*Directions for this task*
One figure is the whole answer: the number of lines below that contain the word "positive".

Stored records:

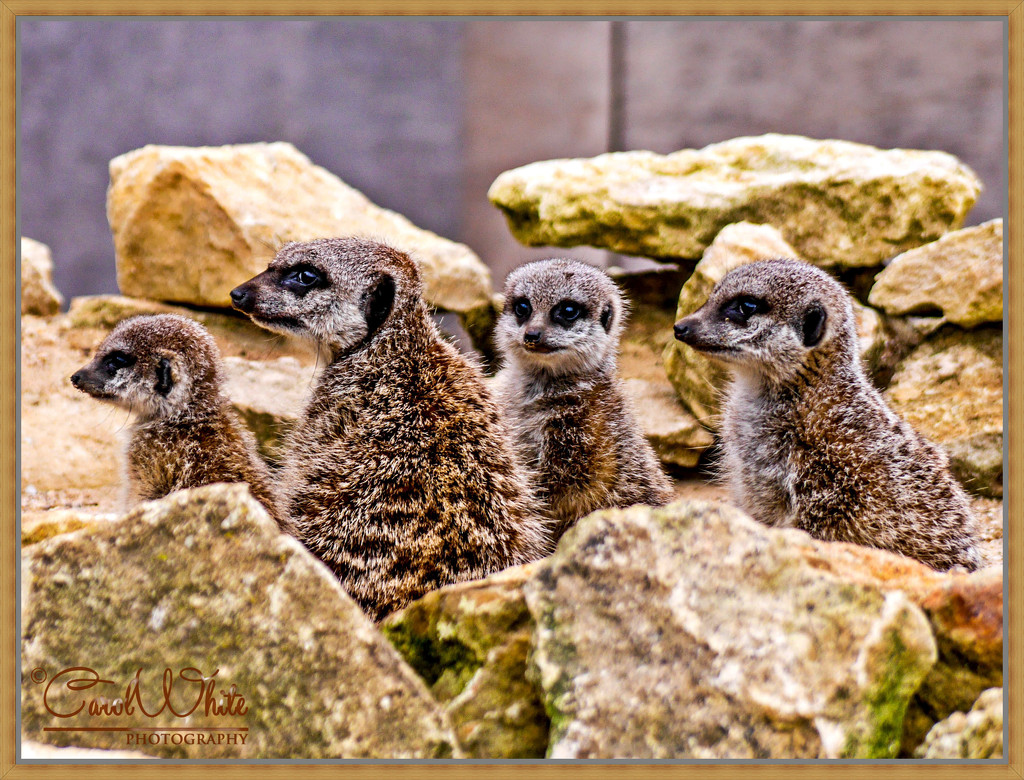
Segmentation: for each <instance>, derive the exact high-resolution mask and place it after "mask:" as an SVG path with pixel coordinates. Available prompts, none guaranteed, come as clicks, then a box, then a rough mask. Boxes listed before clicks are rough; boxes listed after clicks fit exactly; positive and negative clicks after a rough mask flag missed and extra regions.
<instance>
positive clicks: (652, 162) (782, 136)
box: [487, 134, 981, 267]
mask: <svg viewBox="0 0 1024 780" xmlns="http://www.w3.org/2000/svg"><path fill="white" fill-rule="evenodd" d="M980 189H981V182H980V181H979V179H978V177H977V176H976V175H975V173H974V172H973V171H971V170H970V169H969V168H968V167H967V166H965V165H963V164H962V163H959V162H958V161H957V160H956V159H955V158H953V157H951V156H950V155H946V154H944V153H940V151H916V150H908V149H889V150H883V149H878V148H874V147H873V146H867V145H863V144H859V143H851V142H848V141H838V140H813V139H810V138H804V137H801V136H794V135H776V134H769V135H763V136H757V137H746V138H734V139H732V140H728V141H724V142H722V143H715V144H712V145H710V146H706V147H705V148H702V149H683V150H680V151H676V153H674V154H672V155H668V156H662V155H655V154H653V153H650V151H620V153H611V154H606V155H600V156H598V157H595V158H592V159H577V160H551V161H546V162H539V163H532V164H530V165H526V166H523V167H521V168H516V169H514V170H511V171H506V172H505V173H503V174H502V175H500V176H499V177H498V178H497V179H496V180H495V182H494V183H493V184H492V185H490V189H489V190H488V192H487V197H488V198H489V199H490V202H492V203H494V204H495V205H496V206H498V207H499V208H500V209H502V211H503V212H505V215H506V216H507V217H508V221H509V226H510V228H511V230H512V232H513V233H514V234H515V236H516V239H518V240H519V241H520V242H522V243H523V244H526V245H529V246H556V247H571V246H577V245H582V244H586V245H591V246H594V247H604V248H607V249H610V250H612V251H615V252H622V253H623V254H627V255H643V256H647V257H655V258H658V257H666V258H679V257H682V258H696V257H699V256H700V254H701V252H703V250H705V249H706V248H707V247H708V246H709V245H710V244H711V242H712V240H713V239H714V237H715V235H717V234H718V232H719V231H720V230H721V229H722V228H723V227H724V226H725V225H727V224H730V223H732V222H739V221H741V220H746V221H751V222H765V223H769V224H772V225H774V226H775V227H777V228H778V229H779V230H780V231H781V233H782V235H783V236H784V237H785V240H786V241H787V242H788V243H790V244H792V245H793V246H794V247H796V248H797V250H798V252H799V253H800V254H801V255H802V256H803V257H805V258H807V259H808V260H811V261H813V262H820V263H822V264H827V265H835V266H839V267H862V266H872V265H881V264H882V262H883V261H884V260H886V259H888V258H890V257H892V256H893V255H895V254H898V253H899V252H902V251H905V250H908V249H911V248H913V247H916V246H920V245H922V244H927V243H928V242H930V241H934V240H936V239H938V237H939V236H940V235H942V234H943V233H945V232H946V231H948V230H950V229H955V228H957V227H959V225H961V223H962V222H963V220H964V217H965V215H966V214H967V212H968V211H969V210H970V209H971V207H972V206H973V205H974V202H975V200H977V197H978V193H979V192H980Z"/></svg>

*Response for this exercise*
2